(Requisitos del ejercicio)
Indica si cada afirmación concuerda con el texto sobre la muerte del amigo, respondiendo sí o no y citando literalmente las palabras del texto que lo deciden: 1. El amigo que murió iba en una moto y no respetó una señal de pare. 2. La familia del difunto decidió dejar el ataúd abierto para el velorio. 3. Tras el suceso, quien narra se volvió el más extrovertido de la pandilla.

(Texto seleccionado)
===============

Al poco tiempo, la muerte visitó a la pandilla. Uno de nuestros amigos iba en una moto y no respetó una señal de pare. Al otro lado de la intersección venía un campero, un vehículo todo terreno, que lo impactó con tal fuerza que le cercenó la pierna al instante y lo lanzó diez metros más lejos. Nuestro compañero había quedado demasiado deformado y su familia había decidido sellar el ataúd para el velorio; nosotros, en medio de nuestra rebeldía sin sentido, decidimos levantar la tapa. Al abrir el ataúd yo quedé frente al rostro deformado de ese joven, le habían tenido que coser la boca porque había muerto en un grito de dolor. Su rostro me dijo: “El infierno existe y tú estás en él”. No lo entendí inmediatamente, hasta que en medio de los tragos, el mejor amigo del difunto me contó que él secuestraba policías y los asesinaba con sevicia a las afueras de la ciudad, para reclamar con la placa del oficial caído los $2.000.000 de pesos que pagaba el infame narcotraficante Pablo Escobar por policía muerto. Esa noticia me produjo un gran impacto pues, a pesar de mis rebeldías, conservaba el respeto a la vida que me habían inculcado mis padres. Me parecía que arrebatarle la vida a un ser humano tendría que dejar un grandísimo cargo de consciencia. Tal fue la huella que dejó en mí ese suceso, que de ser el más extrovertido de la pandilla, me fui quedando siempre a un lado, meditabundo y silencioso.

===============

(Entradas extraídas)
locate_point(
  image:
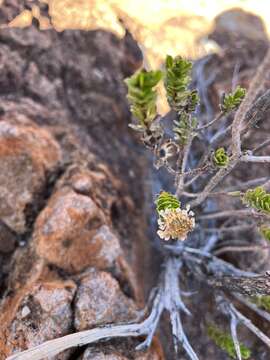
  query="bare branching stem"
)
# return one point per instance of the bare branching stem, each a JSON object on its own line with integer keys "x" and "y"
{"x": 254, "y": 89}
{"x": 251, "y": 286}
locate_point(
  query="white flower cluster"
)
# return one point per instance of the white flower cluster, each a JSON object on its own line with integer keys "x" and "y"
{"x": 175, "y": 223}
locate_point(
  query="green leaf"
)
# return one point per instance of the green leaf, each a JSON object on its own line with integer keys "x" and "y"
{"x": 225, "y": 342}
{"x": 165, "y": 201}
{"x": 232, "y": 100}
{"x": 258, "y": 199}
{"x": 262, "y": 301}
{"x": 265, "y": 231}
{"x": 177, "y": 80}
{"x": 142, "y": 95}
{"x": 220, "y": 157}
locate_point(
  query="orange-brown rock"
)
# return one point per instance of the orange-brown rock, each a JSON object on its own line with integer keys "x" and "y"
{"x": 71, "y": 233}
{"x": 35, "y": 314}
{"x": 99, "y": 301}
{"x": 27, "y": 154}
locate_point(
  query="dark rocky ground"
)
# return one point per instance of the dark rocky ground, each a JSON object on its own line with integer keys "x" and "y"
{"x": 74, "y": 250}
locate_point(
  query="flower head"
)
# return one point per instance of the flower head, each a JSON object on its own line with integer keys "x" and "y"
{"x": 175, "y": 223}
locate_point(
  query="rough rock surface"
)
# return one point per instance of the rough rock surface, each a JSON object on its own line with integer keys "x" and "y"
{"x": 38, "y": 313}
{"x": 72, "y": 203}
{"x": 116, "y": 353}
{"x": 99, "y": 301}
{"x": 28, "y": 154}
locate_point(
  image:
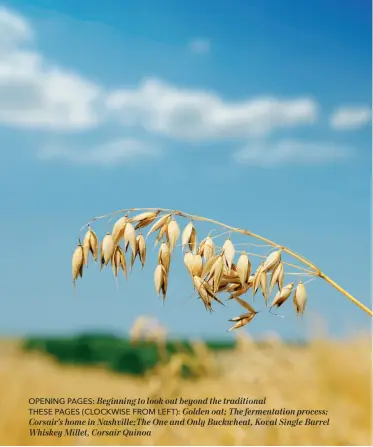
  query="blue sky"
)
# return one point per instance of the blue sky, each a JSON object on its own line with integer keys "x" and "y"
{"x": 257, "y": 115}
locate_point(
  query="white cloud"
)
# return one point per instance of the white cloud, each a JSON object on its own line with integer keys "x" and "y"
{"x": 350, "y": 118}
{"x": 114, "y": 152}
{"x": 195, "y": 115}
{"x": 35, "y": 92}
{"x": 199, "y": 46}
{"x": 291, "y": 152}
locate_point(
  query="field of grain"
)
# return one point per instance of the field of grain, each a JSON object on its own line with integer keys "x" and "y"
{"x": 327, "y": 375}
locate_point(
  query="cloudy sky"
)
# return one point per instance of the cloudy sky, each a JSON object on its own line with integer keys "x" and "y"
{"x": 257, "y": 115}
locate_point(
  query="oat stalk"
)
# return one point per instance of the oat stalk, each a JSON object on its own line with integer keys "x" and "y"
{"x": 312, "y": 268}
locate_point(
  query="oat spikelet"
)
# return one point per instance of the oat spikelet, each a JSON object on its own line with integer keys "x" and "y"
{"x": 197, "y": 265}
{"x": 272, "y": 261}
{"x": 141, "y": 247}
{"x": 144, "y": 219}
{"x": 107, "y": 248}
{"x": 118, "y": 261}
{"x": 160, "y": 280}
{"x": 118, "y": 229}
{"x": 164, "y": 256}
{"x": 242, "y": 320}
{"x": 188, "y": 261}
{"x": 216, "y": 273}
{"x": 207, "y": 248}
{"x": 282, "y": 295}
{"x": 202, "y": 292}
{"x": 243, "y": 268}
{"x": 189, "y": 237}
{"x": 277, "y": 277}
{"x": 256, "y": 280}
{"x": 300, "y": 299}
{"x": 159, "y": 224}
{"x": 229, "y": 251}
{"x": 86, "y": 247}
{"x": 93, "y": 244}
{"x": 208, "y": 266}
{"x": 173, "y": 234}
{"x": 263, "y": 285}
{"x": 77, "y": 262}
{"x": 130, "y": 237}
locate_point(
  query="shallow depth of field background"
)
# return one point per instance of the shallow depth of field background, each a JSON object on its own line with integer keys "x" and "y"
{"x": 321, "y": 374}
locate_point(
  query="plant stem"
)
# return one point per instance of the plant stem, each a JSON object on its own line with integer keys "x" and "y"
{"x": 300, "y": 258}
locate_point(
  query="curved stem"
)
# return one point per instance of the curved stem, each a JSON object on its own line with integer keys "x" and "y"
{"x": 300, "y": 258}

===============

(Solución escrita)
1. Sí: «Uno de nuestros amigos iba en una moto y no respetó una señal de pare».
2. No: «su familia había decidido sellar el ataúd para el velorio».
3. No: «de ser el más extrovertido de la pandilla, me fui quedando siempre a un lado, meditabundo y silencioso».